DATA TO PROCESS

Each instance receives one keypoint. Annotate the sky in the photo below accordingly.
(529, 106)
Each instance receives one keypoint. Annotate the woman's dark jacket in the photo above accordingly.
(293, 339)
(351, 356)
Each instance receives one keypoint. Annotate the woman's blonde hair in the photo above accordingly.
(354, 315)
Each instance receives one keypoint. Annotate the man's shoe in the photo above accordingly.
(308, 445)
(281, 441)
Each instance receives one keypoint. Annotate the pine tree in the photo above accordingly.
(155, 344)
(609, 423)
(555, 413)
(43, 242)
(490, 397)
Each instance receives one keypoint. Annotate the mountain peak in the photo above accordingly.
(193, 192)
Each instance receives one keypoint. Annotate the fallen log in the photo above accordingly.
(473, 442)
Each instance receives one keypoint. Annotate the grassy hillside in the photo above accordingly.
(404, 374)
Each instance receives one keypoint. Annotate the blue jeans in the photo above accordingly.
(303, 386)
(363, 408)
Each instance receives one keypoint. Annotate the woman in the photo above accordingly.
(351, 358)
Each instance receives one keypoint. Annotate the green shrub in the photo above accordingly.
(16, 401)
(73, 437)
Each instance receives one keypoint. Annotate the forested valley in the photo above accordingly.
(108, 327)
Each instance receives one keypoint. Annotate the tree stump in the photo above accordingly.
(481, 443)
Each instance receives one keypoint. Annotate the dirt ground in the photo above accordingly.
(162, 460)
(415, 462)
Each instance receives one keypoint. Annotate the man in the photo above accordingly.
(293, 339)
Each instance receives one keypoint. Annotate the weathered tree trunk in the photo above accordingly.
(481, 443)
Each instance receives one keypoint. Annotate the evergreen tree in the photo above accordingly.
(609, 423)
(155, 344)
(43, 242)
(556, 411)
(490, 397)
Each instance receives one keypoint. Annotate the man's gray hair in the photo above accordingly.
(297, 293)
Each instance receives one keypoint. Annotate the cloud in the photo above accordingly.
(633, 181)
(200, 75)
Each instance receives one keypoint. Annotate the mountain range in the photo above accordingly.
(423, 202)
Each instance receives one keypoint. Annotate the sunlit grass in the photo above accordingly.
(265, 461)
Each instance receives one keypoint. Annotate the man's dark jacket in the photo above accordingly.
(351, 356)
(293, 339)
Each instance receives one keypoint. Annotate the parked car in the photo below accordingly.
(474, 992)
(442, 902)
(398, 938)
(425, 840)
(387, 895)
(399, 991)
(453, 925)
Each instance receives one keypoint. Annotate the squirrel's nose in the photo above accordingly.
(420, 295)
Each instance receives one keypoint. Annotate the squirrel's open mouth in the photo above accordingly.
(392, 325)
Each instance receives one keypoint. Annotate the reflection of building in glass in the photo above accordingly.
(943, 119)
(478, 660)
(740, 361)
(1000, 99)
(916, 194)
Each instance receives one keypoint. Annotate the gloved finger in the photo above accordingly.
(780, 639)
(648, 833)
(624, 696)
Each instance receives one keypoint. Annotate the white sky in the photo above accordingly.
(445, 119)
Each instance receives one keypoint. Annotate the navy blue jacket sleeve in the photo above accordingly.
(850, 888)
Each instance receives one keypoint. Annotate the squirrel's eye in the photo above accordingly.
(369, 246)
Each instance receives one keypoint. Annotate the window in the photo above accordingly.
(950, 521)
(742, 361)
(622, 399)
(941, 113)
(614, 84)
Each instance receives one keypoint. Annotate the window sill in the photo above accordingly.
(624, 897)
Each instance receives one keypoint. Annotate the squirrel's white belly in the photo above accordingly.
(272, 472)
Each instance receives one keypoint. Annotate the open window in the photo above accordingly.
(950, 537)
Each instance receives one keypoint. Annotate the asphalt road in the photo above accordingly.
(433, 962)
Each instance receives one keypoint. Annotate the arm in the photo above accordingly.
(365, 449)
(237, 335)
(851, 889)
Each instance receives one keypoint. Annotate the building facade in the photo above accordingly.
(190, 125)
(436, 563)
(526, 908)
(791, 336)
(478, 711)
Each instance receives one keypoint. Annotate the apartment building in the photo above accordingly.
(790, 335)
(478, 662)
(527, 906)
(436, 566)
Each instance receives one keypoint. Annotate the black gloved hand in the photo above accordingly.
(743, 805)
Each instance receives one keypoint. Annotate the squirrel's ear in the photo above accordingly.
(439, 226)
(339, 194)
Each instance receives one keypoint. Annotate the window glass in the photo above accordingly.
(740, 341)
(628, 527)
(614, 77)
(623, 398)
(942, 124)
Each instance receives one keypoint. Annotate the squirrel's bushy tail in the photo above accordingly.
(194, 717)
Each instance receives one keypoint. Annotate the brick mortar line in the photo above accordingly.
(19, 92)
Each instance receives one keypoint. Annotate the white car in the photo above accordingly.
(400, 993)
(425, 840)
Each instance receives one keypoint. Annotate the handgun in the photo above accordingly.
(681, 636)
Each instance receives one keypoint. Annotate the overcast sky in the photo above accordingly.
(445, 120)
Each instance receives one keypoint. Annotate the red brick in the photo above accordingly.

TASK DESCRIPTION
The full set of entries should be copied out exactly as given.

ANSWER TO THIS EXERCISE
Each instance receives one keypoint. Annotate the sky in the photo below accordingly.
(529, 106)
Each instance receives one keypoint. Annotate the woman's dark jacket in the photo above accordingly.
(293, 339)
(351, 356)
Each instance receives one keypoint. Annotate the woman's blonde hair in the photo above accordingly.
(354, 315)
Each instance receives one keypoint. Annotate the man's shoe in the photo above accordingly.
(308, 445)
(281, 441)
Each instance receives one keypoint. Annotate the pine tree in the photo above accordingly.
(155, 344)
(609, 423)
(555, 413)
(43, 242)
(490, 397)
Each instance receives one keypoint. Annotate the mountain peak in the photo above accordingly.
(193, 192)
Each instance receives one keypoint. Annotate the fallen log in the photo above accordingly.
(473, 442)
Each instance receives one keypoint. Annotate the grassy hillside in the photo above accordingly.
(404, 374)
Each instance receives one keypoint. Annotate the blue jeans in the photo above accordingly.
(303, 386)
(363, 408)
Each instance receives one keypoint. Annotate the woman in the photo above accordingly.
(351, 358)
Each instance receives one keypoint. Annotate the green shrub in the photo above accordingly.
(16, 401)
(73, 437)
Each instance receives one keypoint. Annotate the forested valley in the photo above accordingly.
(108, 327)
Each instance receives one keypoint. Annotate the tree stump in the photo above accordingly.
(481, 443)
Each instance receives one keypoint. Annotate the dirt ground in the photo above accordingly.
(162, 460)
(415, 462)
Each instance receives one keypoint. Annotate the man in the photo above accordingly.
(293, 339)
Each instance receives one keypoint. Annotate the weathered tree trunk in the photo above accordingly.
(481, 443)
Each instance receives one keypoint. Annotate the evergreen tree in the photo above accordingly.
(609, 423)
(155, 344)
(43, 242)
(556, 411)
(490, 397)
Each instance receives one keypoint. Annotate the man's gray hair in the photo above accordingly.
(297, 293)
Each instance receives one keypoint. Annotate the cloud in the photo above accordingly.
(633, 181)
(200, 75)
Each instance receives one keypoint. Annotate the mountain range in the photo above accordingly.
(423, 202)
Each instance receives one keypoint. Annotate the sunlit grass in the photo above accordingly.
(265, 461)
Each instance receives one keypoint. Annotate the man's dark jacket in the photo above accordingly.
(351, 356)
(293, 339)
Each instance receives one keypoint. Annotate the parked car in the photo below accordingly.
(474, 992)
(442, 902)
(398, 938)
(425, 840)
(387, 895)
(399, 991)
(453, 925)
Each instance receives one keypoint. Annotate the squirrel's nose in the photo above accordingly.
(420, 295)
Each instance receives one keypoint. Annotate the squirrel's open mouth in the photo above accordingly.
(392, 325)
Each instance receives one keypoint. Annotate the reflection of building in glass in the photo above accordingly.
(943, 119)
(478, 660)
(740, 361)
(1000, 99)
(916, 194)
Each instance receives one keypoint. Annotate the gloved finger in the photo above accordingly.
(780, 639)
(648, 833)
(624, 696)
Each instance receives one keypoint. Annotate the white sky in the photo above accordingly.
(445, 119)
Each instance receives one keypoint. Annotate the navy blue jacket sleeve in the photo above accordingly.
(850, 888)
Each instance receives one keypoint. Annotate the squirrel's eye in the photo above accordingly.
(369, 246)
Each instance receives one keypoint. Annotate the window in the photo above accordingly.
(950, 521)
(742, 361)
(622, 399)
(941, 113)
(614, 84)
Each instance receives one keypoint. Annotate the window sill in the photo above accordingly.
(624, 897)
Each instance receives one keypoint. Annotate the squirrel's white belly in the photo above accordingly.
(272, 472)
Each instance receives one keypoint. Annotate the open window in the photo above accordingly.
(950, 537)
Each instance receives one keypoint. Annotate the asphalt road in the photo above accordingly.
(433, 962)
Each instance receives one keypoint. Annotate the arm in the photo above accordingly.
(365, 449)
(237, 335)
(851, 889)
Each instance receives one keypoint. Annotate the building facade in the photo above accordingly.
(190, 125)
(436, 563)
(526, 908)
(791, 336)
(478, 711)
Each instance receives one keypoint. Annotate the apartment building in the photo above accordingly.
(790, 335)
(478, 662)
(527, 906)
(436, 566)
Each instance receives one keypoint. Annotate the black gloved hand in the photo above accordingly.
(743, 805)
Each instance receives one keypoint. Annotate the squirrel's ear in the photo above accordingly.
(439, 226)
(339, 194)
Each instance receives one keypoint. Annotate the window glass in the photo above accordingly.
(740, 341)
(628, 527)
(614, 77)
(623, 398)
(942, 124)
Each instance receives one keypoint. Annotate the squirrel's bushy tail in the photo above accordingly.
(194, 717)
Each instance receives one keypoint. Annotate the brick mortar line in the photo above accordingly.
(19, 92)
Each instance receives one keypoint. Annotate the white car in the photo above accordingly.
(400, 993)
(425, 840)
Each instance receives one keypoint. Annotate the handgun in the photo above accordingly.
(681, 636)
Each instance receives one keypoint. Annotate the overcast sky in the photo above accordingly.
(445, 120)
Each instance receives one keypoint. Annotate the red brick in the photo above accordingly.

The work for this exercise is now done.